Scientific classification
- Kingdom: Animalia
- Phylum: Mollusca
- Class: Gastropoda
- Subclass: Caenogastropoda
- Order: Littorinimorpha
- Family: Hydrobiidae
- Genus: Sadleriana
- Species: S. fluminensis
- Binomial name: Sadleriana fluminensis (Küster, 1853)
- Synonyms: Lithoglyphus fluminensis (Küster, 1853); Lithoglyphus licanus A.J. Wagner, 1912 (junior synonym); Paludina fluminensis Küster, 1853 (original combination);

= Sadleriana fluminensis =

- Authority: (Küster, 1853)
- Conservation status: LC
- Synonyms: Lithoglyphus fluminensis (Küster, 1853), Lithoglyphus licanus A.J. Wagner, 1912 (junior synonym), Paludina fluminensis Küster, 1853 (original combination)

# [PROMPT 1]
According to the Sadleriana fluminensis entry, why does Paludina fluminensis Küster, 1853 appear among the synonyms? Answer in one to three sentences.
# [PROMPT 2]
Copy the Sadleriana fluminensis entry from "- Synonyms: Lithoglyphus fluminensis (Küster, 1853);" up to and including "Authority: (Küster, 1853)".
# [PROMPT 3]
Proceed with the Sadleriana fluminensis entry from the point where it stops.

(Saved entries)
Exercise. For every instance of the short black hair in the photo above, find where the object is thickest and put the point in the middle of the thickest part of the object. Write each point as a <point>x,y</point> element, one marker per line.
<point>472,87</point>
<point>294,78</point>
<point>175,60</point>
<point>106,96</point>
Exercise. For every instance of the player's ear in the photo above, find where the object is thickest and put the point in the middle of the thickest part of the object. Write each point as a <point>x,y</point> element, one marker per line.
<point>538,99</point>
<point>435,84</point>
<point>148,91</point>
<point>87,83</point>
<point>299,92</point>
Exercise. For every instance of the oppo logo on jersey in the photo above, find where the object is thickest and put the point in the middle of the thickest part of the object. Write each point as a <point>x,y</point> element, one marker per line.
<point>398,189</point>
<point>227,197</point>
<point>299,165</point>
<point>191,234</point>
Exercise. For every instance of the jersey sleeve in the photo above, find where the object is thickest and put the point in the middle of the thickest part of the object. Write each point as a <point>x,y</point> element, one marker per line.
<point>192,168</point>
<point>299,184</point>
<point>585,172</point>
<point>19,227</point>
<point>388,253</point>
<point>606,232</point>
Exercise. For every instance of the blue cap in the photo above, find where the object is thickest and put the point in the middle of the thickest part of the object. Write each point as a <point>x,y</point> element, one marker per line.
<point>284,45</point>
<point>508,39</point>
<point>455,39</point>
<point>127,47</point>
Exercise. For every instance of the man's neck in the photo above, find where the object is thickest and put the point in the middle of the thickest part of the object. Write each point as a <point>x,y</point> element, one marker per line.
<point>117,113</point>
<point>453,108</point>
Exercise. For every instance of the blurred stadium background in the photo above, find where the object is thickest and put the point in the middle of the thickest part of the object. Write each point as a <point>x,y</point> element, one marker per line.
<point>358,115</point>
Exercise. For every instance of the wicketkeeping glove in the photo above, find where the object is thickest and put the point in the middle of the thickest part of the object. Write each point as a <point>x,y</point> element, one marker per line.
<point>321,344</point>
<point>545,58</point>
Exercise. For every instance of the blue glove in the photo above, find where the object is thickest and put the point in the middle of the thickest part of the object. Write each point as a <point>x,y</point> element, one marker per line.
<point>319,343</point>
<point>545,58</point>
---
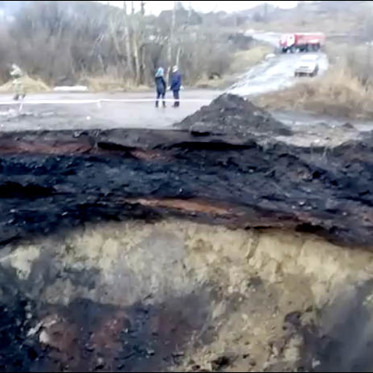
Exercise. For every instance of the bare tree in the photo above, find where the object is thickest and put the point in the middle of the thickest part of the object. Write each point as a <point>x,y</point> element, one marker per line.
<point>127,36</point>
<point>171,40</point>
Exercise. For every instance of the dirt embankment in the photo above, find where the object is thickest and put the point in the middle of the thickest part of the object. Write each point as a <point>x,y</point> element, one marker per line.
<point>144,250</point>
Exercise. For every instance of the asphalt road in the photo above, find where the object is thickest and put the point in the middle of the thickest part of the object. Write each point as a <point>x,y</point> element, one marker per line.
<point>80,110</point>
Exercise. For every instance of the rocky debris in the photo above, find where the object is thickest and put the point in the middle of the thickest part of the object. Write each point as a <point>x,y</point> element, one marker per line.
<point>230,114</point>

# [RESPONSE 1]
Paludina fluminensis Küster, 1853 is listed as a synonym because the entry marks it as the original combination.

# [RESPONSE 2]
- Synonyms: Lithoglyphus fluminensis (Küster, 1853); Lithoglyphus licanus A.J. Wagner, 1912 (junior synonym); Paludina fluminensis Küster, 1853 (original combination);

= Sadleriana fluminensis =

- Authority: (Küster, 1853)

# [RESPONSE 3]
Species of gastropod

Sadleriana fluminensis is a freshwater snail from the family Hydrobiidae.

== Range ==
Sadleriana fluminensis occurs in northern Italy, Slovenia, Croatia and Bosnia-Herzegovina. The now scattered occurrences can be interpreted as relics of a contiguous distribution during the last Ice Age, when the Adriatic Sea was partially dried up and the rivers had common lower reaches.